→ **YOUR TASK**: State the number of lines in these records that include the word "below", and add nothing to it.

LISTED RECORDS: Begin

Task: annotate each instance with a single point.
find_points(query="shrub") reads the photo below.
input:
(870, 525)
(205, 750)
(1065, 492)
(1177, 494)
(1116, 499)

LISTED RECORDS: End
LISTED RECORDS: Begin

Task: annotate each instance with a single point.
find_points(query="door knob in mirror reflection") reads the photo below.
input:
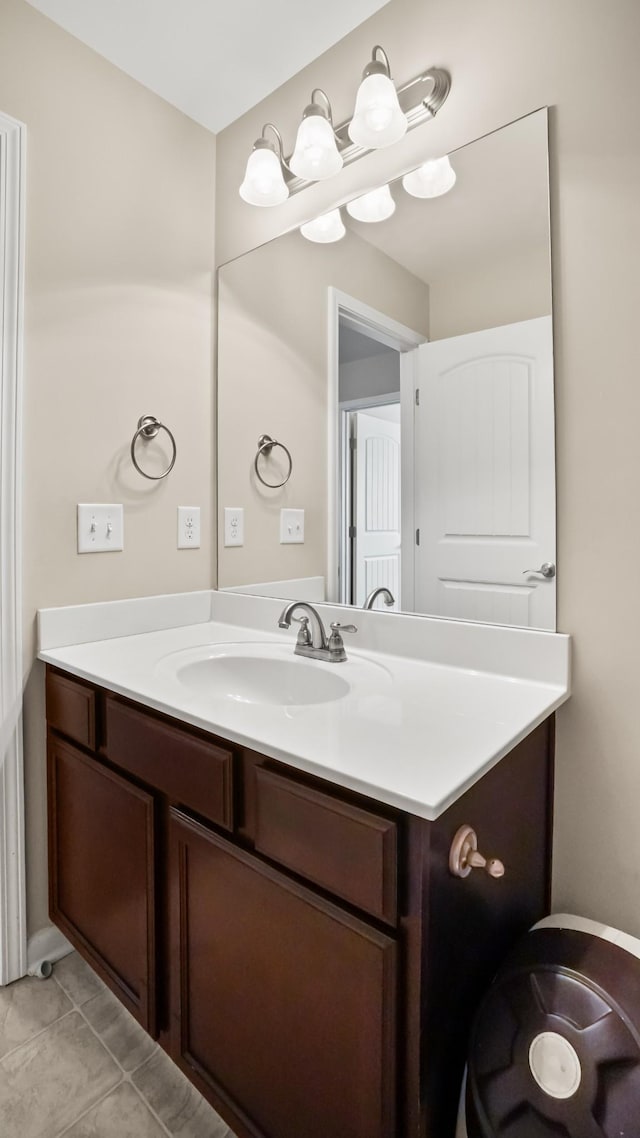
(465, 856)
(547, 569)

LISTED RECORDS: End

→ **EXERCISE SOLUTION**: 2